Work instruction
In the material below, find every line with "positive" and pull it out.

Data provided

= Beginning of Section =

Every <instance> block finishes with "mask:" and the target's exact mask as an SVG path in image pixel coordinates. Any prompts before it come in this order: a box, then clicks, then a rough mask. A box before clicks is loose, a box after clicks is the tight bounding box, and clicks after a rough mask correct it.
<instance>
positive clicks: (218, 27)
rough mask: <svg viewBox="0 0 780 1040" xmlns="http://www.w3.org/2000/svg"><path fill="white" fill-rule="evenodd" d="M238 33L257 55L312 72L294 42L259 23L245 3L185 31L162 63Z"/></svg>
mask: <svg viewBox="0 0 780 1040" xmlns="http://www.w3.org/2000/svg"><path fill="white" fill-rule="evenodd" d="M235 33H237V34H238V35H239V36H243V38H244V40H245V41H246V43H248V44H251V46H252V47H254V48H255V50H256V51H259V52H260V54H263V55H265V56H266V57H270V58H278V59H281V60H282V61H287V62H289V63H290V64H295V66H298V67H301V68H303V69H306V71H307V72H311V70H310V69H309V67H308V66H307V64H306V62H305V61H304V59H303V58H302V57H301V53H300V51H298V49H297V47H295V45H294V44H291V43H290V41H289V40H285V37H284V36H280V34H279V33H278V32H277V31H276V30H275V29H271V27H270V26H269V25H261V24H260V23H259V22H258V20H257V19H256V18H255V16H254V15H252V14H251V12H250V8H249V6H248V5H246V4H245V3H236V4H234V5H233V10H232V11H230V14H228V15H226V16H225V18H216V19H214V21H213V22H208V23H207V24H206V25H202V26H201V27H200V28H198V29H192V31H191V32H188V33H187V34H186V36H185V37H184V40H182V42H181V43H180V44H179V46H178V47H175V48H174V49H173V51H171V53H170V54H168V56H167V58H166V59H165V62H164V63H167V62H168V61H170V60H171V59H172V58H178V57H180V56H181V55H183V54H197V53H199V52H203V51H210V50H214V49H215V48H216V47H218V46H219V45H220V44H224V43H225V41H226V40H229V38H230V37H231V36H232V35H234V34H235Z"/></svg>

= End of Section =
= Beginning of Section =

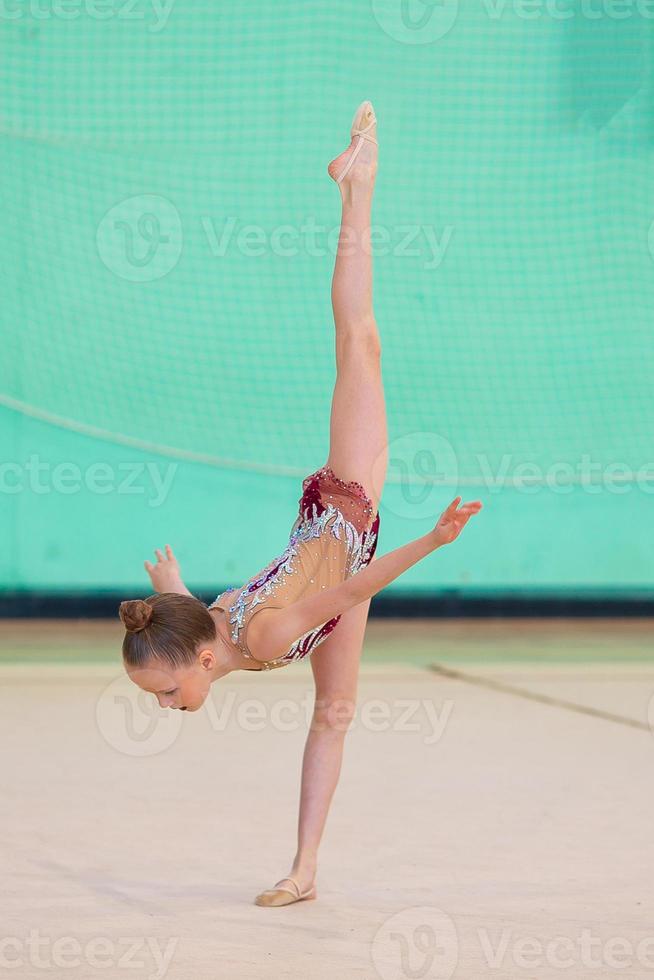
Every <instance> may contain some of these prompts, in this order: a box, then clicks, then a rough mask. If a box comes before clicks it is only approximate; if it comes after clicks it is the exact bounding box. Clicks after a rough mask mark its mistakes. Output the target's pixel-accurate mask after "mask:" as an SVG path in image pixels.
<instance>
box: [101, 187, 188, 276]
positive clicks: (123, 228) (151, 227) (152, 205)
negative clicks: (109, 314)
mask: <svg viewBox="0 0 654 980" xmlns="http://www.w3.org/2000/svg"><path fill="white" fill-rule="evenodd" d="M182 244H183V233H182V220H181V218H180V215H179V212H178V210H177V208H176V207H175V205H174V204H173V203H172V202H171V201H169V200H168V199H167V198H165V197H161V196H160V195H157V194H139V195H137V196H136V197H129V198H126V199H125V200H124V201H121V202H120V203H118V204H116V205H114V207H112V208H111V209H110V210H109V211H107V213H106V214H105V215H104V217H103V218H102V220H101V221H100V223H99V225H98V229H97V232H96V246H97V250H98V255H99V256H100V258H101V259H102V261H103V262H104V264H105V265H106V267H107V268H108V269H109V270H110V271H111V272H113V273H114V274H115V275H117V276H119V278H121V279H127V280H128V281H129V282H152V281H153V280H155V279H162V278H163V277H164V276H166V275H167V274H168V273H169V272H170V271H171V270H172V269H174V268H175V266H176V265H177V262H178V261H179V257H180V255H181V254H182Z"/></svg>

= End of Section =

Answer for the task
positive clicks: (218, 27)
positive clicks: (123, 228) (151, 227) (152, 205)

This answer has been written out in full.